DIRECTIONS FOR THIS TASK: Repeat word for word the lines from the one holding "One point marks each instance of the eyeglasses." through the end, both ends included, and leave out every picture.

Entries from a point annotation set:
———
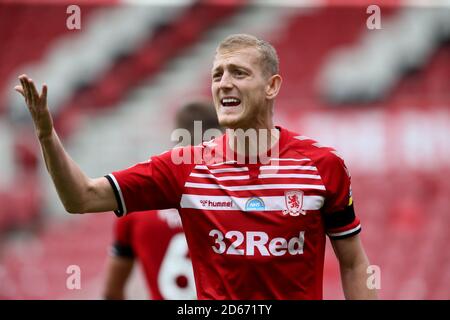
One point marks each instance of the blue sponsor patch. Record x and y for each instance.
(255, 204)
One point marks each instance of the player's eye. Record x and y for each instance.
(217, 76)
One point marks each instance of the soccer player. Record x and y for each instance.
(156, 238)
(255, 203)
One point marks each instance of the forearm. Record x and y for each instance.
(354, 282)
(70, 182)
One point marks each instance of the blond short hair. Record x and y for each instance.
(269, 57)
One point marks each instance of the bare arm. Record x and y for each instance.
(117, 274)
(78, 192)
(353, 265)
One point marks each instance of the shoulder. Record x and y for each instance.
(321, 155)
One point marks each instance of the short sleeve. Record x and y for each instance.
(122, 243)
(152, 185)
(338, 212)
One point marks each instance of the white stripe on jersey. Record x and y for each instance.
(289, 175)
(289, 159)
(343, 233)
(120, 193)
(225, 178)
(254, 187)
(288, 168)
(239, 169)
(221, 203)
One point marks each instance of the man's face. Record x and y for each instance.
(239, 89)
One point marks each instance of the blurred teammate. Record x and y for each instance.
(255, 207)
(156, 238)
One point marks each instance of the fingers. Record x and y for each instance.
(25, 89)
(19, 89)
(30, 92)
(44, 94)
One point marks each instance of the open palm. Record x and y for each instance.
(37, 105)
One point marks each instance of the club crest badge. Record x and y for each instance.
(294, 203)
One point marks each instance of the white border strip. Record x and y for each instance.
(120, 193)
(254, 187)
(224, 203)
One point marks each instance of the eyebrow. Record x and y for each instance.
(231, 66)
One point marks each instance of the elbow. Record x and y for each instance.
(74, 208)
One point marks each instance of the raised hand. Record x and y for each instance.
(37, 105)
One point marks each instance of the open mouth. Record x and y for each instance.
(230, 102)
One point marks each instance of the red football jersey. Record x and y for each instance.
(157, 240)
(254, 230)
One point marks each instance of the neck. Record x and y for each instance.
(253, 143)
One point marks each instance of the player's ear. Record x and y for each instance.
(273, 86)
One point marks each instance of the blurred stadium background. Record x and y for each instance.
(381, 97)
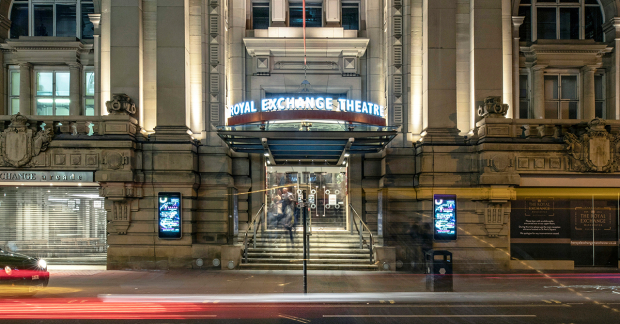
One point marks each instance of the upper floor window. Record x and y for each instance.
(561, 19)
(351, 15)
(314, 14)
(61, 18)
(260, 15)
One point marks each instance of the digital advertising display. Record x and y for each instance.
(444, 217)
(169, 215)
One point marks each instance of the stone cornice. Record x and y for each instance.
(325, 47)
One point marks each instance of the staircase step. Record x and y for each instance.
(365, 260)
(313, 255)
(288, 266)
(313, 249)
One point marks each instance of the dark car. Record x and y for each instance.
(21, 274)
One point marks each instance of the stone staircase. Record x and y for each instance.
(329, 250)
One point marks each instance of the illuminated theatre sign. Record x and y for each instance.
(296, 108)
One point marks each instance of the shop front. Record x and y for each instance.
(306, 143)
(568, 227)
(58, 216)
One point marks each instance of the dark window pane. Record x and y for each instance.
(569, 109)
(547, 23)
(65, 20)
(569, 23)
(350, 18)
(598, 87)
(525, 31)
(569, 87)
(599, 109)
(523, 91)
(551, 110)
(260, 17)
(88, 30)
(551, 87)
(524, 108)
(594, 24)
(19, 19)
(314, 17)
(43, 20)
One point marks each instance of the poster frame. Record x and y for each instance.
(159, 232)
(444, 237)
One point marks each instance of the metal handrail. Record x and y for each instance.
(252, 226)
(360, 232)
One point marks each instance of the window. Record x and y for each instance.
(314, 14)
(13, 90)
(599, 96)
(561, 19)
(89, 93)
(19, 20)
(524, 96)
(61, 18)
(351, 15)
(561, 96)
(52, 93)
(260, 15)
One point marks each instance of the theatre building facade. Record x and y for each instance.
(152, 134)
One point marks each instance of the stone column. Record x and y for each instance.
(278, 13)
(538, 93)
(25, 82)
(374, 53)
(516, 24)
(440, 73)
(96, 20)
(172, 75)
(75, 106)
(616, 110)
(236, 52)
(589, 97)
(332, 13)
(486, 52)
(507, 54)
(126, 51)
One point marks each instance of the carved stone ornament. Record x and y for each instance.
(121, 104)
(595, 150)
(19, 144)
(493, 108)
(494, 219)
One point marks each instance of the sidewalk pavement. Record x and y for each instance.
(92, 283)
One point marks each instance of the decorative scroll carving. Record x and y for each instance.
(494, 219)
(121, 201)
(20, 144)
(493, 108)
(121, 104)
(593, 151)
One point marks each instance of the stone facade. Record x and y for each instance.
(446, 71)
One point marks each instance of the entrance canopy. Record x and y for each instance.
(294, 142)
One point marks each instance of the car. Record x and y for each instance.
(21, 274)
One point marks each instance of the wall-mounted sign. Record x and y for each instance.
(45, 176)
(169, 215)
(444, 217)
(299, 103)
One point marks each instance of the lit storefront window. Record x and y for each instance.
(52, 18)
(52, 93)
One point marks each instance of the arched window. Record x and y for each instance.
(61, 18)
(561, 19)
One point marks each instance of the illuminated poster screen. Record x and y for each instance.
(444, 217)
(169, 215)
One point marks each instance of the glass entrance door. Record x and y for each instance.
(327, 196)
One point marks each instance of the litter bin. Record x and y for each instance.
(438, 270)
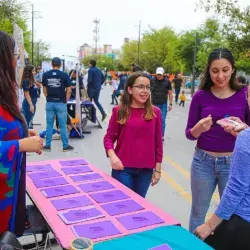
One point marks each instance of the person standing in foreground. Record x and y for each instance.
(15, 141)
(55, 82)
(178, 83)
(229, 227)
(135, 127)
(216, 99)
(161, 91)
(95, 81)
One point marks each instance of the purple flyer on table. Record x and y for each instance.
(73, 163)
(35, 168)
(72, 202)
(80, 215)
(109, 196)
(50, 182)
(86, 177)
(59, 191)
(96, 230)
(161, 247)
(96, 186)
(139, 220)
(122, 207)
(76, 170)
(44, 175)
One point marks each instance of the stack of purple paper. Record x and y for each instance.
(86, 177)
(96, 186)
(69, 163)
(161, 247)
(35, 168)
(44, 175)
(139, 220)
(80, 215)
(96, 230)
(76, 170)
(59, 191)
(72, 202)
(121, 207)
(109, 196)
(39, 183)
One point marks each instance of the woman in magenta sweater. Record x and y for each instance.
(219, 96)
(135, 127)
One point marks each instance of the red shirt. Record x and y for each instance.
(138, 142)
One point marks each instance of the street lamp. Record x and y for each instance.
(194, 65)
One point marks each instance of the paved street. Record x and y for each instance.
(172, 194)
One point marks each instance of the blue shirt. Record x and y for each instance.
(95, 78)
(31, 88)
(236, 196)
(56, 83)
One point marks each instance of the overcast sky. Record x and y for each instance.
(67, 24)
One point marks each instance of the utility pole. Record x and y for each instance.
(96, 33)
(139, 43)
(194, 65)
(32, 43)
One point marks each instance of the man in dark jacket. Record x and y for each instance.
(95, 81)
(161, 91)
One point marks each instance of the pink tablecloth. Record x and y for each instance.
(63, 232)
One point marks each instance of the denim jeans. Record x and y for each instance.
(94, 95)
(60, 110)
(164, 111)
(177, 93)
(137, 179)
(28, 115)
(207, 172)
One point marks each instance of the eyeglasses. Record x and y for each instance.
(142, 87)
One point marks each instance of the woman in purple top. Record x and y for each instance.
(219, 96)
(135, 127)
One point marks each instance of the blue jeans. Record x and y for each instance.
(94, 95)
(137, 179)
(28, 115)
(60, 110)
(164, 111)
(207, 172)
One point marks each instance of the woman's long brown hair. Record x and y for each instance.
(8, 86)
(126, 99)
(28, 75)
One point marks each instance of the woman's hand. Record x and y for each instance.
(155, 178)
(202, 126)
(203, 231)
(116, 162)
(31, 144)
(32, 108)
(32, 132)
(205, 124)
(230, 128)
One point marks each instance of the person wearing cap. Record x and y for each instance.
(95, 81)
(178, 83)
(57, 90)
(161, 91)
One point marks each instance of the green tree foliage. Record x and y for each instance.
(12, 11)
(236, 28)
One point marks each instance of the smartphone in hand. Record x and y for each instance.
(227, 121)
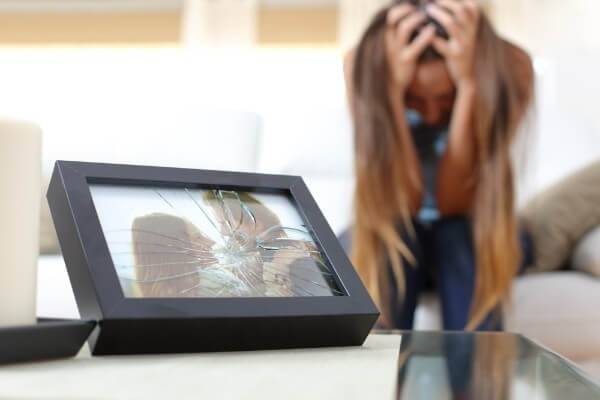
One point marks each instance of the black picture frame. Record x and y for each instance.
(158, 325)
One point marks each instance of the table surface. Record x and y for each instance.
(392, 364)
(459, 365)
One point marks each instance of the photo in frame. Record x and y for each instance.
(181, 260)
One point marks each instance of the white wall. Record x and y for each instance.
(564, 38)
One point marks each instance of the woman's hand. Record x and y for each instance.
(461, 20)
(402, 54)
———
PROBLEM SOLUTION:
One point marks each instance of the eyeglasses. Record x and y for each instance.
(142, 87)
One point marks each instance of the woman in purple top. Record x and y for each instance.
(219, 96)
(135, 127)
One point marks each instance of the blue jeans. Record x and y for each instance.
(94, 95)
(137, 179)
(28, 115)
(60, 110)
(164, 111)
(207, 172)
One point marks each instance of the woman's long brown hair. Record x and y for each instance.
(8, 86)
(126, 99)
(28, 75)
One point marks each instance of the woman's hand. Record x and y for each instance.
(155, 178)
(202, 126)
(203, 231)
(116, 162)
(31, 144)
(32, 108)
(32, 132)
(205, 124)
(230, 128)
One point marks each instance of the person wearing cap. Record x and y for each instance.
(95, 81)
(178, 83)
(57, 90)
(161, 91)
One point marks each instance of the green tree foliage. Record x and y for each instance.
(12, 11)
(236, 28)
One point marks each instance of the smartphone in hand. Record x and y for each instance.
(227, 121)
One point marks each instance of the black picture frame. Record x and y for each instance.
(158, 325)
One point marks each instance of the table surface. Record x and y for each instance.
(392, 364)
(459, 365)
One point marks each instance of the photo in frame. Record x and y for each instance.
(181, 260)
One point marks each instance of the white wall. Record x and y for each instance.
(564, 38)
One point marks each instance of the woman's hand. Record x and y for each instance.
(461, 20)
(402, 54)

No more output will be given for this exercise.